> Consigne:
Pouvez-vous poursuivre le texte sur les plaintes des familles de victimes auprès du bureau du procureur, à partir de sa dernière phrase ?

> Texte d'étude:
---+---

Dans deux des huit cas étudiés par Amnesty International, les familles n’ont pas porté plainte auprès du bureau du procureur par crainte de représailles. Dans les six autres cas, les familles ont porté plainte, mais elles ne croient pas en l’impartialité ni en l’efficacité du bureau du procureur, et dans trois cas au moins elles ont indiqué que les démarches nécessaires pour garantir une enquête exhaustive n’avaient pas été effectuées à temps.
 
Par exemple, la famille d’Eblin Noel Corea Maradiaga n’a pas autorisé l’autopsie de crainte que les autorités de « déplacent » la balle logée dans son corps. Considérant que la balle représente un élément de preuve essentiel pour la résolution de ce crime, les proches ont demandé que le corps soit exhumé en coopération avec du personnel médicolégal ayant la confiance de la famille. Or, le bureau du procureur a refusé la participation de ces experts et la famille attend toujours que cela ait lieu. La famille se méfie tellement des autorités qu’elle a installé une ampoule électrique au-dessus de la niche pour pouvoir la surveiller 24 heures sur 24, de crainte que quelqu’un ne vienne altérer le corps et voler la balle. 
 
Dans un autre cas, le 29 avril, un fonctionnaire en vêtements civils agissant conjointement avec la police, a tiré sur une personne dont nous ne révélons pas l’identité pour des raisons de sécurité. Alors que les témoignages et les images disponibles indiquent clairement que ce fonctionnaire portait une arme semi-automatique dont le calibre correspond à la balle logée dans la poitrine de la victime, personne n’a été poursuivi en justice jusqu’à présent. Une plainte a été déposée immédiatement après les faits, et des demandes d’informations sur les démarches entreprises ont été adressées au bureau du procureur, mais le Comité de Familiares Detenidos Desaparecidos de Honduras (COFADEH), l’organisation qui accompagne les victimes, n’a reçu aucune réponse.

---+---

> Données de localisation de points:
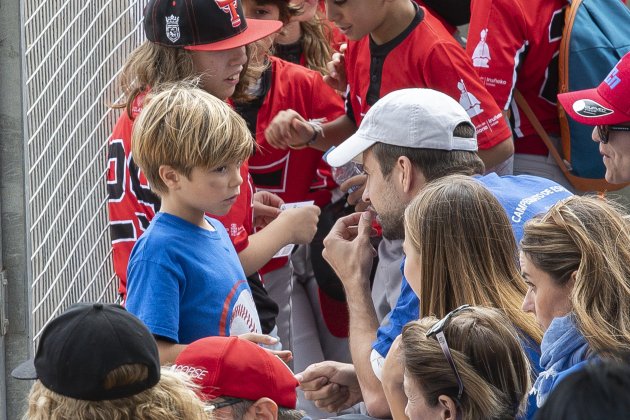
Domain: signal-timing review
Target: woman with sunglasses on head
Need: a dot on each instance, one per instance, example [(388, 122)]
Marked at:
[(608, 109), (468, 365), (575, 260), (460, 249)]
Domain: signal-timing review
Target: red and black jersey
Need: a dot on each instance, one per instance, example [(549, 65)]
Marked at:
[(292, 174), (515, 44), (132, 204), (424, 55)]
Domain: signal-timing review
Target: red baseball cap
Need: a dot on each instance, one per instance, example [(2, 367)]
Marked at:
[(609, 103), (203, 25), (237, 368)]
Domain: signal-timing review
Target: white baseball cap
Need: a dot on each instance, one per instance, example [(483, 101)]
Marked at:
[(417, 118)]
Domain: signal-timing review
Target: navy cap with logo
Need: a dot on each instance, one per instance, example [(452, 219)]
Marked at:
[(79, 348), (203, 25)]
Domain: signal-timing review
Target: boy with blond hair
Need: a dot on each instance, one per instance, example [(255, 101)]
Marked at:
[(185, 280)]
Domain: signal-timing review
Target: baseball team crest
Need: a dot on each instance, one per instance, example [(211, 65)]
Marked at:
[(229, 6), (172, 28)]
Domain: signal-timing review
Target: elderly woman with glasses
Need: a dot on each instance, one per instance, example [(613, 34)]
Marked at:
[(468, 365), (460, 249), (608, 109), (575, 260)]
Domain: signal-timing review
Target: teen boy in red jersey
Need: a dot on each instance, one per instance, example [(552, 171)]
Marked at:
[(514, 45), (395, 44)]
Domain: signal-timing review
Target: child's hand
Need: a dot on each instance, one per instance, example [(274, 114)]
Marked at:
[(266, 208), (336, 77), (300, 223), (288, 129)]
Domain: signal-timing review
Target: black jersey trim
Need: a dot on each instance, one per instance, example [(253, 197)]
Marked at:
[(289, 52), (378, 53)]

---+---

> Résultat:
 
Dans ces conditions, Amnesty International considère qu’il est essentiel que l’enquête progresse et que tous les éléments de preuve disponibles soient correctement exploités pour que les auteurs présumés puissent être identifiés et pour qu’ils soient poursuivis en justice.
 
Amnesty International a rencontré des représentants du gouvernement pour parler du contexte de crise actuel et des preuves réunies par l’organisation qui mettent en évidence de graves violations des droits humains. Ces représentants ont déclaré avoir respecté la loi et que les éventuelles violations de la loi étaient des cas isolés dûs à l’inexpérience des agents en cause, et non la manifestation d’une politique de répression. Ils ont en outre justifié le déploiement de l’armée pour des tâches de maintien de l’ordre en disant qu’il était conforme aux dispositions de la Constitution. Les autorités se sont engagées à fournir à Amnesty International des informations au sujet de l’enquête sur l’attaque contre l’UNAH.
 
Des réunions ont aussi eu lieu avec des organisations de défense des droits humains qui se sont dites préoccupées par la stratégie de répression de l’État, qui vise à faire taire les voix critiques qui réclament des changements structurels dans les politiques publiques. L’organisation réitère sa condamnation de la stigmatisation, du harcèlement et des agressions de défenseur·e·s des droits humains, et demande que ces personnes soient protégées.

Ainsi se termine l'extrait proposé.